Task input ::
--

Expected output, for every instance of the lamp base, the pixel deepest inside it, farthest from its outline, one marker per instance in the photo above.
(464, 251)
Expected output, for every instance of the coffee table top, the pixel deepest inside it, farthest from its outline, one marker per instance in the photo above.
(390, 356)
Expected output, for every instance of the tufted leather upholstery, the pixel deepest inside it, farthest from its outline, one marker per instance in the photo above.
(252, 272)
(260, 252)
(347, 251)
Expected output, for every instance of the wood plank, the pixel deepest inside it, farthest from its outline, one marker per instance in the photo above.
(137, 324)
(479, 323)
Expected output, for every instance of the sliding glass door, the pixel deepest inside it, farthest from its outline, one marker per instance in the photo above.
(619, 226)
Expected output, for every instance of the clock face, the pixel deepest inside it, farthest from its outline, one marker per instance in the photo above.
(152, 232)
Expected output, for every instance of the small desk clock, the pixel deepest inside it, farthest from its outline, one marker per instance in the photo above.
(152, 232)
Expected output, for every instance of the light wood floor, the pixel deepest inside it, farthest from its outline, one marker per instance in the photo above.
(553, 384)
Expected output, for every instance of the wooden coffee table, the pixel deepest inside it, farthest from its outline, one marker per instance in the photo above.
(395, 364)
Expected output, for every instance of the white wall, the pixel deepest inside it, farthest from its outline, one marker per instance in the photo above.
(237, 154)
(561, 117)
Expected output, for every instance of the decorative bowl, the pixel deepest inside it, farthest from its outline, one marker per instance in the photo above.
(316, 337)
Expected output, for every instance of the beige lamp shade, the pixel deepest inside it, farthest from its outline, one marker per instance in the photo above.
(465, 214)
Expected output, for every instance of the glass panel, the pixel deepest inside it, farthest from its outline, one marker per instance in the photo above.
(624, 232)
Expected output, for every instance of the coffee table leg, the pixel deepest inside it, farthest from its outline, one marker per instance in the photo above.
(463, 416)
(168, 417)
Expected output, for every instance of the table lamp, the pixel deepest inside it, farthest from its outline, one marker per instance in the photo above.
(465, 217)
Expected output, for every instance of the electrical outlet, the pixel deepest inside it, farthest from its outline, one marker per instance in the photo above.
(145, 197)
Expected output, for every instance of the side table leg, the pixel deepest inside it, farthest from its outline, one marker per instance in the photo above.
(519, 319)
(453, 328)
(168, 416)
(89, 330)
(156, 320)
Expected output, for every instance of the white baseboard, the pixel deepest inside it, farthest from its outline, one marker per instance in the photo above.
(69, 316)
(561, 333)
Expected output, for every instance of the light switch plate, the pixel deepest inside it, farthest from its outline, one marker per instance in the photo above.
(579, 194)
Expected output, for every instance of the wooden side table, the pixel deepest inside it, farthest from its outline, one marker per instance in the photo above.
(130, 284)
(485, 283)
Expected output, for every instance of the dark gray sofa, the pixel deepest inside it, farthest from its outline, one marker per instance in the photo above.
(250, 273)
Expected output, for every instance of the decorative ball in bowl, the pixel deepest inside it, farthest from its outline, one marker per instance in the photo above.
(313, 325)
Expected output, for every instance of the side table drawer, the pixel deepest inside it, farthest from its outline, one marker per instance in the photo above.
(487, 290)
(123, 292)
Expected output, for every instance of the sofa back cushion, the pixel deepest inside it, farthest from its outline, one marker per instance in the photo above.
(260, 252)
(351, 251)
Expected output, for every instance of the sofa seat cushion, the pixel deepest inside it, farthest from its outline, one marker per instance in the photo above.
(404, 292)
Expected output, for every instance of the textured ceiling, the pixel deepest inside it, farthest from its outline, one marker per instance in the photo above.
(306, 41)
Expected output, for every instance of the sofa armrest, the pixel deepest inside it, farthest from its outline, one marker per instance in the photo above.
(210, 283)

--

Goal ::
Recast every line of the entries above as a numbered list, omitting any blank lines.

Result of the exercise ::
1. Expected output, for every instance of the lamp base, the pixel deepest inside it, farthest from its outline, one marker per instance in the photo above.
2. (464, 251)
3. Expected output, for every instance of the coffee table top, the pixel deepest inside it, farthest from its outline, one marker per instance in the photo above.
4. (390, 356)
5. Expected output, for every instance of the tufted leather upholstery, the pixel deepest inside it, farthest from its outline, one marker per instance in the photo above.
6. (252, 272)
7. (260, 252)
8. (347, 251)
9. Expected output, for every instance of the wood plank, the pixel deepest inside it, farthest from its outline, one marker per instance in the photo above.
10. (137, 324)
11. (479, 323)
12. Expected output, for every instance of the sliding glass door, the pixel deepest inside it, farthest from its outline, one marker per instance in the photo above.
13. (619, 226)
14. Expected output, for every instance of the clock face, the pixel deepest inside it, farthest from its outline, one marker per instance in the photo above.
15. (152, 232)
16. Expected output, for every instance of the small desk clock, the pixel deepest inside it, farthest from its outline, one marker per instance in the photo above.
17. (152, 232)
18. Expected output, for every instance of the light wood floor, the pixel deepest inside it, farthest from its outline, one marker per instance in the photo above.
19. (553, 384)
20. Expected output, for every instance of the wooden coffee table, the pixel deepest inside it, farthest from its outline, one marker per instance in the photo above.
21. (395, 364)
22. Expected output, for every instance of the white wall, the pixel deepest inside it, farthest from its outline, one marker per instance in the photo above.
23. (237, 154)
24. (561, 117)
25. Expected output, for every instance of the decorative bowl, the pixel deepest inside it, farthest from its outline, one marker per instance in the photo above.
26. (316, 337)
27. Expected output, for every instance of the beige lamp shade, the pixel deepest inside it, farthest from its outline, one marker per instance in the photo above.
28. (465, 214)
29. Expected output, for every instance of the glass panel, the pixel deepest inside it, farthest from its outline, one marker per instance in the photo above.
30. (624, 232)
31. Expected output, for every instance of the coffee table leg, the pixel deepest inside it, farthest from its outline, one marker per instance in the photo above.
32. (463, 416)
33. (168, 417)
34. Expected output, for every instance of the table lamp, the pixel deepest inside it, farthest from its outline, one marker per instance in the photo above.
35. (465, 217)
36. Expected output, for every instance of the electrical outlet, the pixel deepest inside it, farthest from its outline, one marker per instance in the photo above.
37. (145, 197)
38. Expected output, for every instance of the side table leg, the pixel deepest inside it, farthest from its outline, one marker per instance in the photo above.
39. (519, 319)
40. (453, 328)
41. (168, 416)
42. (89, 330)
43. (156, 320)
44. Expected output, for every instance of the white baseboard, the pixel deepest inside it, farthest from its outline, one marker per instance in the photo above.
45. (69, 316)
46. (561, 333)
47. Expected output, for every instance of the light switch plate, the pixel deepest inside it, farthest from its outline, one marker per instance in the photo above.
48. (579, 194)
49. Expected output, for every instance of the wooden side table, the pixel deepest inside it, farthest from its outline, one marker per instance in the photo above.
50. (130, 284)
51. (485, 283)
52. Expected output, for every instance of the dark gray sofa, the pixel deepest inside it, farthest from its outline, one marker per instance in the photo above.
53. (250, 273)
54. Expected output, for every instance of the decorative ball in bowl, the pixel deepest inside it, farthest from its outline, one marker per instance in the photo above.
55. (313, 325)
56. Expected output, for every instance of the side table drawer, the pixel deepest inside it, farthest from its outline, one marker per instance in the photo above.
57. (487, 290)
58. (123, 292)
59. Expected output, for every instance of the sofa back cushion, the pixel deepest inside it, farthest from its outline, one marker per instance in the photo above.
60. (260, 252)
61. (351, 251)
62. Expected output, for every instance of the sofa seat cushion, the pixel deepest inside it, farthest from its outline, one marker per instance in the photo above.
63. (404, 292)
64. Expected output, for every instance of the textured ceiling, the pixel deepest inside it, farthest from its outline, one marker per instance in the photo above.
65. (306, 41)
66. Expected output, for every instance of the sofa armrest, the pixel deepest inside it, farthest from its outline, one marker per instance in the photo above.
67. (210, 283)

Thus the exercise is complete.